## SELECTED EXCERPT
··········

From Theory of Hegemony to Hegemonic Masculinity
Burawoy’s concrete definition of hegemony and careful reading of its progressive potential offer us a guide to operationalize hegemonic masculinity while guarding us from the pessimistic tendency to reduce hegemonic masculinity to behavioral and discursive legitimation of patriarchy. Following his interpretation, my reformulation of hegemonic masculinity highlights the consensual relation of domination between dominant and subordinate masculinities: hegemonic masculinity is the dominant masculinity in a hegemonically hierarchized ordering of masculinities, subordinating other masculinities with a combination of force and consent. When force has to be deployed, the majority of members of the gender regime consent. People who embody subordinate masculinities are aware of their subordination, but they may still consent for the concessions they receive (e.g., the patriarchal dividend). Hence, even subordinate masculinities with subversive elements can be complicit in maintaining the existing hegemony (Hennen 2008).

··········

## RECORDS PROVIDED
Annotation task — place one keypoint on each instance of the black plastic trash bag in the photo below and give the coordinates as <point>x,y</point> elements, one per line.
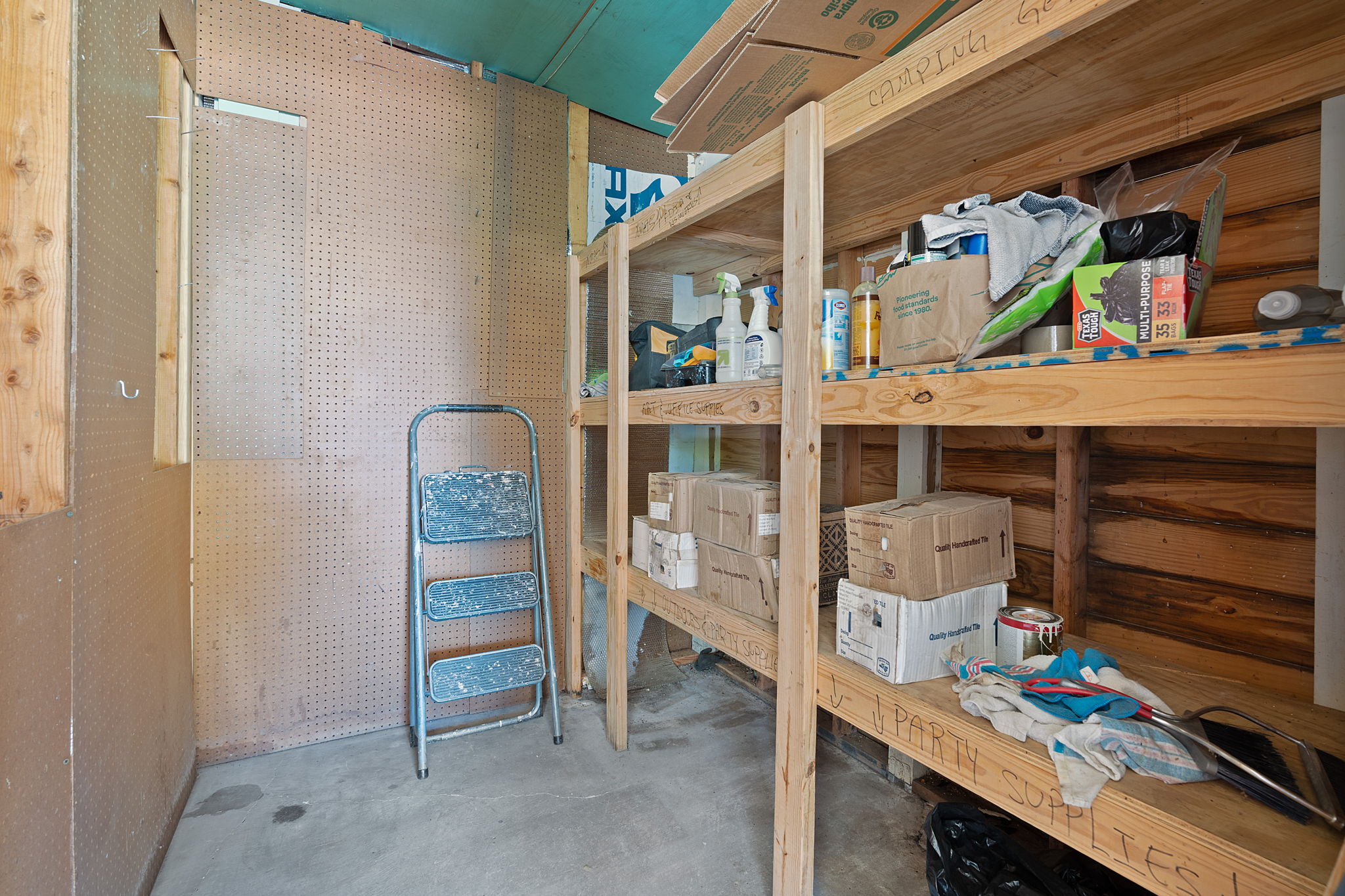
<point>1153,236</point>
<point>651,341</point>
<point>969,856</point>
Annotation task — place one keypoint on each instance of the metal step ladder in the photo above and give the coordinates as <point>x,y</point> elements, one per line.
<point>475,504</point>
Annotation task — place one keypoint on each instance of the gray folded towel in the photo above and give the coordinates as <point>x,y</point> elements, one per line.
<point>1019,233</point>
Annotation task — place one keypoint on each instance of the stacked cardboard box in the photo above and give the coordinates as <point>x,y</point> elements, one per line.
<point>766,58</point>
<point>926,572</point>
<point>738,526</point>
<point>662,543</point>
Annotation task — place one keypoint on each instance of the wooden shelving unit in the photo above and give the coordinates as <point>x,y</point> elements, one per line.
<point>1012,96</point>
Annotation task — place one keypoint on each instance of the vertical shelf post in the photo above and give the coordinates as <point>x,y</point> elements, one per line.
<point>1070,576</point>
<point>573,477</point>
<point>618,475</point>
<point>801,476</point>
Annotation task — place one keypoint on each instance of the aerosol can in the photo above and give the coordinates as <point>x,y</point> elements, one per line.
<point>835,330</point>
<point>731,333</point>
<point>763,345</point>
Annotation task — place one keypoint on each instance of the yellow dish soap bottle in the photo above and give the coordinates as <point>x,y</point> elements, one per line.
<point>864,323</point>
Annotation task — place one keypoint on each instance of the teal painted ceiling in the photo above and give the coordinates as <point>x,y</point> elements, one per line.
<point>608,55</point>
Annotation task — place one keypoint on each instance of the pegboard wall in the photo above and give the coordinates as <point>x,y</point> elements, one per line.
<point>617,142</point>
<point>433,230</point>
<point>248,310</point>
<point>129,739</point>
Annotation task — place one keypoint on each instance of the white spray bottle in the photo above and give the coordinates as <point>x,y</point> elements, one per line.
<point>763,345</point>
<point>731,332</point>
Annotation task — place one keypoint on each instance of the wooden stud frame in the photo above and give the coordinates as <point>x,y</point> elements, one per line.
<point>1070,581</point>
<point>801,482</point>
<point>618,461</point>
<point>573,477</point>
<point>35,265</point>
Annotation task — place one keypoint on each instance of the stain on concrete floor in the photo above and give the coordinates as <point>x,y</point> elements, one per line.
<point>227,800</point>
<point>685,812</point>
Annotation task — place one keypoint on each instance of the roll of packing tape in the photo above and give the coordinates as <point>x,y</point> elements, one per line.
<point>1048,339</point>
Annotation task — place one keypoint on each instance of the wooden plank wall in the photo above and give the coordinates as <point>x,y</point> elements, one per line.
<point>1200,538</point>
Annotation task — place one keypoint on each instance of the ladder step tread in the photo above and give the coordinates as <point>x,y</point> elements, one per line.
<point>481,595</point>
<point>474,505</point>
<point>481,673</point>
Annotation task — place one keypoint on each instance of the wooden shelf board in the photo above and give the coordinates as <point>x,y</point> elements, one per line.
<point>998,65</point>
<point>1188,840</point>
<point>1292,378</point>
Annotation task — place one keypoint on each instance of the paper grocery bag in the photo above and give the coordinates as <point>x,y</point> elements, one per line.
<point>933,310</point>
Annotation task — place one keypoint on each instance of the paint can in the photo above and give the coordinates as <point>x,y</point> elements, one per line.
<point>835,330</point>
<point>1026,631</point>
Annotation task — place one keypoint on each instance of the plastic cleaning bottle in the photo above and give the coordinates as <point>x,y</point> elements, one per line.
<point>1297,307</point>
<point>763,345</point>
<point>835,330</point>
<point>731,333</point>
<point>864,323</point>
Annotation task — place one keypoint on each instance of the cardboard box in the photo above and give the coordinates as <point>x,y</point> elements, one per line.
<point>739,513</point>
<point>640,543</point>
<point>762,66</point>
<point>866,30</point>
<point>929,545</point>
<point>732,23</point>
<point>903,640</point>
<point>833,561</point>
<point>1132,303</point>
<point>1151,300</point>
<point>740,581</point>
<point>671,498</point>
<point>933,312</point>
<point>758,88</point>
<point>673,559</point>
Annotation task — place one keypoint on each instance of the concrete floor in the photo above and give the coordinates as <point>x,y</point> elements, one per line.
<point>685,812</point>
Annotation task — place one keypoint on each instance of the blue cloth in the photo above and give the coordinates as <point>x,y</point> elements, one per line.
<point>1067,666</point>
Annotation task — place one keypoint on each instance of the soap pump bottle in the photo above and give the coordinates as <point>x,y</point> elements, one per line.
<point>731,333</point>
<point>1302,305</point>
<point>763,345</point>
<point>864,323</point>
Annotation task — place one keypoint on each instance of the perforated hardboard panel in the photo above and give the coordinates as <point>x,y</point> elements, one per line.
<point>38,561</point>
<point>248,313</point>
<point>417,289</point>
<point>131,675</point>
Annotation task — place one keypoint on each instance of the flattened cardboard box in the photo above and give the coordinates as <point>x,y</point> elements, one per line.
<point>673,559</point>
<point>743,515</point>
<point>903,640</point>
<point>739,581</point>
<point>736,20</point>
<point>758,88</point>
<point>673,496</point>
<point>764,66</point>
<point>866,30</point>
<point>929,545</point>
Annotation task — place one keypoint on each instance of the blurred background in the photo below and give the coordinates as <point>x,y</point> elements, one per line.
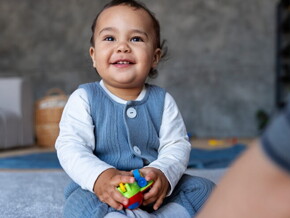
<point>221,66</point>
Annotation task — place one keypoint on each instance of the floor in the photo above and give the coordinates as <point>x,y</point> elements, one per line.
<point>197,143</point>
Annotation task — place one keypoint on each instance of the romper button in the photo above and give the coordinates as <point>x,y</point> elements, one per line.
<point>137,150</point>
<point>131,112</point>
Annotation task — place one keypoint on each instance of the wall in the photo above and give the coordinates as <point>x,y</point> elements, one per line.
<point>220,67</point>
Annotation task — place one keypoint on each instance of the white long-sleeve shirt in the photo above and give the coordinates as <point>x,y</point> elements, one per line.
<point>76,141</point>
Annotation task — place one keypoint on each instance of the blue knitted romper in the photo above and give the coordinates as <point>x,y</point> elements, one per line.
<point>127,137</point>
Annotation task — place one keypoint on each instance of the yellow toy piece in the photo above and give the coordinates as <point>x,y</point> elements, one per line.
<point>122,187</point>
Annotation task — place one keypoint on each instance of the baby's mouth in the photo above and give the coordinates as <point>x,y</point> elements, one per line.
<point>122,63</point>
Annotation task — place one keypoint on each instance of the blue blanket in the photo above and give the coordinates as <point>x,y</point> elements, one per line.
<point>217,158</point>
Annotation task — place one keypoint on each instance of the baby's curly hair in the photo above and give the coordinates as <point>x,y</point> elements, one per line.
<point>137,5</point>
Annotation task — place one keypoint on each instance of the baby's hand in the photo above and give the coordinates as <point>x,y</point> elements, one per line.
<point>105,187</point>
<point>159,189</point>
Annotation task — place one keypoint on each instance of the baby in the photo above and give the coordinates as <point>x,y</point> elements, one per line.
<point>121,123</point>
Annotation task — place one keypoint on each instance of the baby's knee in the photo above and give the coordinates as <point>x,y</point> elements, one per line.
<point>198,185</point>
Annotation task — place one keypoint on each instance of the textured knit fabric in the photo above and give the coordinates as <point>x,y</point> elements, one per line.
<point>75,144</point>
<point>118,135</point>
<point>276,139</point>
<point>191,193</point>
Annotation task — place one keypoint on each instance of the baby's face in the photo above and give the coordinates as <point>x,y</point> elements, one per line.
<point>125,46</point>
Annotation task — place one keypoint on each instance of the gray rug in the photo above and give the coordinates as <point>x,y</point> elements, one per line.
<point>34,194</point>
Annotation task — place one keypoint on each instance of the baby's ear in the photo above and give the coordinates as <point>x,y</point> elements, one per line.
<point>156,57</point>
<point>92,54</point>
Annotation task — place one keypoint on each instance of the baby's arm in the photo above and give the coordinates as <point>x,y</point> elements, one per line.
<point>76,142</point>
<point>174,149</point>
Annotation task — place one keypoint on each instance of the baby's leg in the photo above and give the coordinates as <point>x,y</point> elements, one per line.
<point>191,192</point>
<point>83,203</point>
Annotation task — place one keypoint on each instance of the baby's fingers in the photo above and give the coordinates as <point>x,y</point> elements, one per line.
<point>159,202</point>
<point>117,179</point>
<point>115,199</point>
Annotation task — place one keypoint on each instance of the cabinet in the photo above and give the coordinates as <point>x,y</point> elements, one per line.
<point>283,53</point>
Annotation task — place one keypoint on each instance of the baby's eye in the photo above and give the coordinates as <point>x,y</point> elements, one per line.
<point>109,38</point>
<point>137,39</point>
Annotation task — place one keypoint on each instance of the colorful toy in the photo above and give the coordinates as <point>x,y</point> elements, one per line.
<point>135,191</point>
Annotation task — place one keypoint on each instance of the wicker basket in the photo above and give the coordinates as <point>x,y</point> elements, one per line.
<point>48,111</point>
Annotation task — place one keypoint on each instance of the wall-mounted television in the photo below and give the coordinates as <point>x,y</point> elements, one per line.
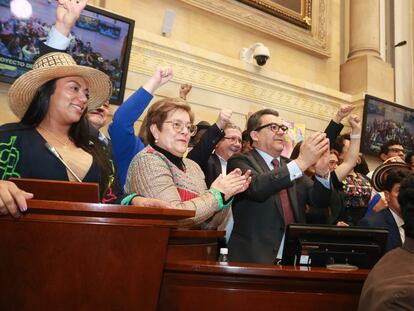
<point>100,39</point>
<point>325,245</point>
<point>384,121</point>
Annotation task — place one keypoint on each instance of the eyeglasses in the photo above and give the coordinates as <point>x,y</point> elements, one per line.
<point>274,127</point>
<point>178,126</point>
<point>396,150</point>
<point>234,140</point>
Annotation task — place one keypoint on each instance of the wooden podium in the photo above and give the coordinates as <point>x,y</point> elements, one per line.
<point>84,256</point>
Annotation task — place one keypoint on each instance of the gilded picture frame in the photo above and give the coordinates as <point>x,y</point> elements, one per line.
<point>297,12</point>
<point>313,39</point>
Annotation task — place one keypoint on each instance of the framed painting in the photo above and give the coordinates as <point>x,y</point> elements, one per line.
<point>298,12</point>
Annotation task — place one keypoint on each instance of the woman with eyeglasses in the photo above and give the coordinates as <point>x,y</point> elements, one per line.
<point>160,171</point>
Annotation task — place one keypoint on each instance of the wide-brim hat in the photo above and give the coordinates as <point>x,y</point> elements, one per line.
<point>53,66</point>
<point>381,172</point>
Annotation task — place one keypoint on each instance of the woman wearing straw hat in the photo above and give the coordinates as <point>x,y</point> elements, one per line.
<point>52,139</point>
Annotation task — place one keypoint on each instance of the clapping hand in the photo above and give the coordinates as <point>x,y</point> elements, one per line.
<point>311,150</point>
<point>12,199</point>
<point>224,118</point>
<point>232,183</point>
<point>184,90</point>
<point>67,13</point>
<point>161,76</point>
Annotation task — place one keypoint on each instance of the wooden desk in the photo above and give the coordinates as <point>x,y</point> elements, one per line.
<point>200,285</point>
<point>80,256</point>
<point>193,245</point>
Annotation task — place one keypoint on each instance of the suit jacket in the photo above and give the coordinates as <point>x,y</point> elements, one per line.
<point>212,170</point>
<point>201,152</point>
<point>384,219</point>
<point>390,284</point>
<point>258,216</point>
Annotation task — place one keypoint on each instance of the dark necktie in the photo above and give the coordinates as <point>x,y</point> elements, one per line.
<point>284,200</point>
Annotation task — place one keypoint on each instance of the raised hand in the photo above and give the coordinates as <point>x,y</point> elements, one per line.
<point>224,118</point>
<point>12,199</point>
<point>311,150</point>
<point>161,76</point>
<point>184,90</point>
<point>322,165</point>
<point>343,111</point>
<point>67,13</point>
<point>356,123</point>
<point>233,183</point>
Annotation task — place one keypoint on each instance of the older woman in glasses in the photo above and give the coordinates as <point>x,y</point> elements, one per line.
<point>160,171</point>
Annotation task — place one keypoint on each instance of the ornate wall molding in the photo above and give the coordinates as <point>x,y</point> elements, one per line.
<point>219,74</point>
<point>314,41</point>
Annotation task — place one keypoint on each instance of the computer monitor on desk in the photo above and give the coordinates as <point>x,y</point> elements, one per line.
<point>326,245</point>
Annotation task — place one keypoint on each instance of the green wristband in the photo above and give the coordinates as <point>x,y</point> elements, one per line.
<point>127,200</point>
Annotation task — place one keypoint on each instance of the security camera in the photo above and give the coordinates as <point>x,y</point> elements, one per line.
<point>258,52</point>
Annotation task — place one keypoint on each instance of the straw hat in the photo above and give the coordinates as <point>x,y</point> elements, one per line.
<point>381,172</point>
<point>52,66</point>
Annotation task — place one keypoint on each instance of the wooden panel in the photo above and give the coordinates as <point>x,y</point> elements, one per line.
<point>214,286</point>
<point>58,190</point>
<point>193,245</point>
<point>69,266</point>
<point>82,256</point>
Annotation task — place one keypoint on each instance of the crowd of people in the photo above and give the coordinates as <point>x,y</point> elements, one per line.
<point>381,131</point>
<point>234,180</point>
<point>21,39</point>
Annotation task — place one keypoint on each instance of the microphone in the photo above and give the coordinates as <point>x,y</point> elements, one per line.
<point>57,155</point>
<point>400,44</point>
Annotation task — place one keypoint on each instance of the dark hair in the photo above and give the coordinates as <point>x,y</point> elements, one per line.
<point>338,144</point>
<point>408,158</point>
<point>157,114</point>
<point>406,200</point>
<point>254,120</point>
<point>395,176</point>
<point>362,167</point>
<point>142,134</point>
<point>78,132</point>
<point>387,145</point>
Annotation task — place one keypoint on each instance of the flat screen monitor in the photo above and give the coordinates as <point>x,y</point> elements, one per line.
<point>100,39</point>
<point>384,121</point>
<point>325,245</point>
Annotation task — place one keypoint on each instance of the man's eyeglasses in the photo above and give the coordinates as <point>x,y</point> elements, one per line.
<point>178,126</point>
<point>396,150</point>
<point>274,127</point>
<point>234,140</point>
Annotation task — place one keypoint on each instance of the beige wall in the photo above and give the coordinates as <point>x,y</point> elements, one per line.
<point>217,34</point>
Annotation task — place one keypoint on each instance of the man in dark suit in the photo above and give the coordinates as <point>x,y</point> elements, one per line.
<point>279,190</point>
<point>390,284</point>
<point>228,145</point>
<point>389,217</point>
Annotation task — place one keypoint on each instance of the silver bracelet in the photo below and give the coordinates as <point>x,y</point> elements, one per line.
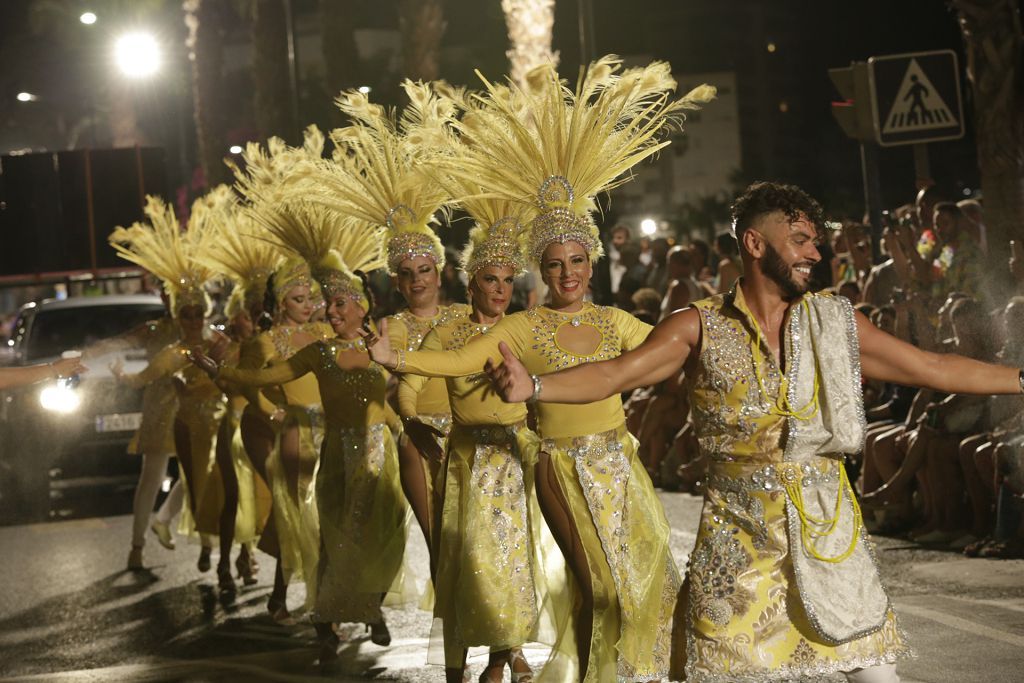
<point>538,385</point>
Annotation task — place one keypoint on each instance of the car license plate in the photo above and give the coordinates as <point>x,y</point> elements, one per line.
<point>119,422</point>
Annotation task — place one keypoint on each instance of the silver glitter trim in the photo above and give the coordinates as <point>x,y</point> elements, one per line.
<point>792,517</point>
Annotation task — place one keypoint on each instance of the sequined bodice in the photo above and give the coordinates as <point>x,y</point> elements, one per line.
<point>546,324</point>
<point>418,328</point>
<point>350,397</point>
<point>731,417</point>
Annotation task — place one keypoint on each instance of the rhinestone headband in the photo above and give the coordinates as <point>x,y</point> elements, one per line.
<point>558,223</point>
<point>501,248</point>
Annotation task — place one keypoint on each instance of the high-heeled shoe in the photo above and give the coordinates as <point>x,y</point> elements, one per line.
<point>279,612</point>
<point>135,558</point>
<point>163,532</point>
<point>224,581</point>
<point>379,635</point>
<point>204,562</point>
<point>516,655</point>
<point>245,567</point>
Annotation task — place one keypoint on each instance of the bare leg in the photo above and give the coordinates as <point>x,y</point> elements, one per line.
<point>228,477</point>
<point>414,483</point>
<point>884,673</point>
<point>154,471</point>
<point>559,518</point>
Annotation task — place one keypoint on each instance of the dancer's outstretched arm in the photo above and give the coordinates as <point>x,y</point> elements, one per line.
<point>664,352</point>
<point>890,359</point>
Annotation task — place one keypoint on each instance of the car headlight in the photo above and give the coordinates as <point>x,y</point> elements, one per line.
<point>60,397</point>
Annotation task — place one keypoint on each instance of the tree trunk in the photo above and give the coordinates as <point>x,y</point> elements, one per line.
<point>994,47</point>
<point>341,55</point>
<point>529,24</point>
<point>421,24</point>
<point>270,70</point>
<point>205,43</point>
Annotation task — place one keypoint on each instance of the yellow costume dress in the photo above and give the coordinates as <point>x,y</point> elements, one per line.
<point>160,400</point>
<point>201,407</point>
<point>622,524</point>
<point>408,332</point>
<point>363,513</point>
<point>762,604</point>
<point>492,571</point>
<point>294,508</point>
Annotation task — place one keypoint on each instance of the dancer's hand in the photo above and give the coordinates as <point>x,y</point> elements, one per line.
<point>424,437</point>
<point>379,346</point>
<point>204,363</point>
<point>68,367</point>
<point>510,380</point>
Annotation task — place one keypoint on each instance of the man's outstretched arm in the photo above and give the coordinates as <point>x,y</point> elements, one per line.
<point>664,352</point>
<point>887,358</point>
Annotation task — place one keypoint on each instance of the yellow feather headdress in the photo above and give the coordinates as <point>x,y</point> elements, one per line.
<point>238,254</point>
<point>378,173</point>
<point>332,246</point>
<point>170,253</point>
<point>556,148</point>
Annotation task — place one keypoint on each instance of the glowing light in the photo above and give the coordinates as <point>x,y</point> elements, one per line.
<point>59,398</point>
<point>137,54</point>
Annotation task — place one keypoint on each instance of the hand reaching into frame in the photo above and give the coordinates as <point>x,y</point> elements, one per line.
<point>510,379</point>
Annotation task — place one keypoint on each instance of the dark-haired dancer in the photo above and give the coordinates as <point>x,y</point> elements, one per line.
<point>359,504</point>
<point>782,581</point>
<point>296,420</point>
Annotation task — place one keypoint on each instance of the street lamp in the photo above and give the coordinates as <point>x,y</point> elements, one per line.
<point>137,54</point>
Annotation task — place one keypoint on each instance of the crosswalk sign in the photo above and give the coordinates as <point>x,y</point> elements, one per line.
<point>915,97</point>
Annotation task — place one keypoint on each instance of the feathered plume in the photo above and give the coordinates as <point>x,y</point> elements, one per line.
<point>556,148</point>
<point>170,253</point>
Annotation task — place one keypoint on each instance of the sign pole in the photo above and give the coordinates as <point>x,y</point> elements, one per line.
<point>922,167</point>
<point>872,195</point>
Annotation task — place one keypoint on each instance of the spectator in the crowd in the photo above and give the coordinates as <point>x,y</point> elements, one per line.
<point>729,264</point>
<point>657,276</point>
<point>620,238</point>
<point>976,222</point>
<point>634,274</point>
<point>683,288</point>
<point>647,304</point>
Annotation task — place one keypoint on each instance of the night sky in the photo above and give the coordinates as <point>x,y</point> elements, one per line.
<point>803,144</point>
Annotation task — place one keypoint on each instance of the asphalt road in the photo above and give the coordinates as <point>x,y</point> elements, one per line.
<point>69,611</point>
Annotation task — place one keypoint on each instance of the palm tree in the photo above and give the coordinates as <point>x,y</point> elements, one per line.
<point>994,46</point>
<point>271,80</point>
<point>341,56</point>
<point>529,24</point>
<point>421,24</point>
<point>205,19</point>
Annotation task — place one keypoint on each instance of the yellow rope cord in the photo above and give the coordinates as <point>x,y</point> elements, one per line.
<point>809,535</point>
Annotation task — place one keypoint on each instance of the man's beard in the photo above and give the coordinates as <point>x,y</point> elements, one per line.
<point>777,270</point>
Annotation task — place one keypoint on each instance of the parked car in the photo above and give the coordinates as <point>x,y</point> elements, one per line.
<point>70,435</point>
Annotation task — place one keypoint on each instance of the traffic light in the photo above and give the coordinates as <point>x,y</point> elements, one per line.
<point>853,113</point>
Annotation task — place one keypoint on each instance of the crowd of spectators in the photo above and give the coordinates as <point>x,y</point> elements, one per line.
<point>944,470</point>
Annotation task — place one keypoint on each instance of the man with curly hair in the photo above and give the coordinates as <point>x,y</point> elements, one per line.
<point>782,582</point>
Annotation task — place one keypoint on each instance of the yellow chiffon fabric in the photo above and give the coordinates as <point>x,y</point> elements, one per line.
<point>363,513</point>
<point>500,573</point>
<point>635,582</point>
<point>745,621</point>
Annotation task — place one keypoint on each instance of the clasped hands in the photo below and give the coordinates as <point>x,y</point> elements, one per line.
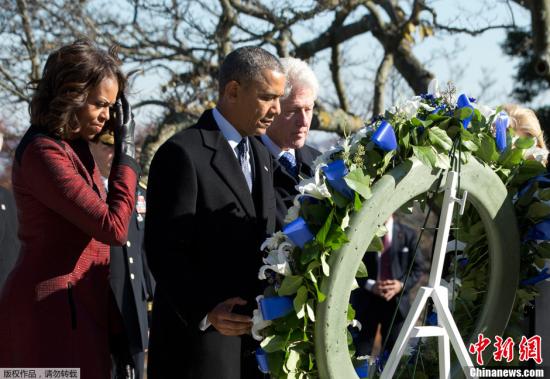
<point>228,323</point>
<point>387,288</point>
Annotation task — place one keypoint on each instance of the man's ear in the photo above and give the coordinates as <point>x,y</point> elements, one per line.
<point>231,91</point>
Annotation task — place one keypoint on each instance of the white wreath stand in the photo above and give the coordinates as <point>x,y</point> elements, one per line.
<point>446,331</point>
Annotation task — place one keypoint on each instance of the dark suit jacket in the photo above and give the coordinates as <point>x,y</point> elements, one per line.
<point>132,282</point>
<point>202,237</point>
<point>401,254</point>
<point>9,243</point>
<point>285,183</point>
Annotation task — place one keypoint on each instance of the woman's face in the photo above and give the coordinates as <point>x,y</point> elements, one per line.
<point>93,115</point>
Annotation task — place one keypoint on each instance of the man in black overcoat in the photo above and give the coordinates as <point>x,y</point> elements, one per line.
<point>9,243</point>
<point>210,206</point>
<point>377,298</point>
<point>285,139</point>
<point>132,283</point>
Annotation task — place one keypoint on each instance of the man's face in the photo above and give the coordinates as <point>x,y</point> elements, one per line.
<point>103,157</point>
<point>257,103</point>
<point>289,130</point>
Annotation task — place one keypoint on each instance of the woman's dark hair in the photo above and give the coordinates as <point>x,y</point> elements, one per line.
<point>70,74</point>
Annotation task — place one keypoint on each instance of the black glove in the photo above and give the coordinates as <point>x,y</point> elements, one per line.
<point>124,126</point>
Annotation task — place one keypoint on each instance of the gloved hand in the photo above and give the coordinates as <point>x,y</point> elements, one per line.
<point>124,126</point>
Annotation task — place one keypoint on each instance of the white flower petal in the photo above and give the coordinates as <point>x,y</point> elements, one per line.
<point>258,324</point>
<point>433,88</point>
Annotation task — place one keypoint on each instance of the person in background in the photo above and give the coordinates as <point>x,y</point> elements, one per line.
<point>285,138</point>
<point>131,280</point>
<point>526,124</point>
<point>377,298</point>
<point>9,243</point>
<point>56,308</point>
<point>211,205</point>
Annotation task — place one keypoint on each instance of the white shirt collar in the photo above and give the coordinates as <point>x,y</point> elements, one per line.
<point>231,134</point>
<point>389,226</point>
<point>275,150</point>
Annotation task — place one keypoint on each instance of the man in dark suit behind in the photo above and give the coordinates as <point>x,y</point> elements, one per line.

··········

## REQUIRED TASKS
1. In the excerpt on hegemonic masculinity, why might people who embody subordinate masculinities still consent to their subordination?
2. Can you condense the paragraph beginning "Burawoy’s concrete definition of hegemony" in the excerpt on hegemonic masculinity into a brief list of its main points?

## YOUR RESPONSES
1. They may consent because of the concessions they receive, such as the patriarchal dividend.

2.
- Burawoy's concrete definition of hegemony and reading of its progressive potential help operationalize hegemonic masculinity without reducing it to behavioral and discursive legitimation of patriarchy.
- The reformulation stresses a consensual relation of domination between dominant and subordinate masculinities.
- Hegemonic masculinity is the dominant masculinity in a hegemonically hierarchized ordering, subordinating others through force and consent.
- When force is used, most members of the gender regime consent.
- Those embodying subordinate masculinities know they are subordinated but may consent for concessions such as the patriarchal dividend.
- Even subordinate masculinities with subversive elements can help maintain the existing hegemony (Hennen 2008).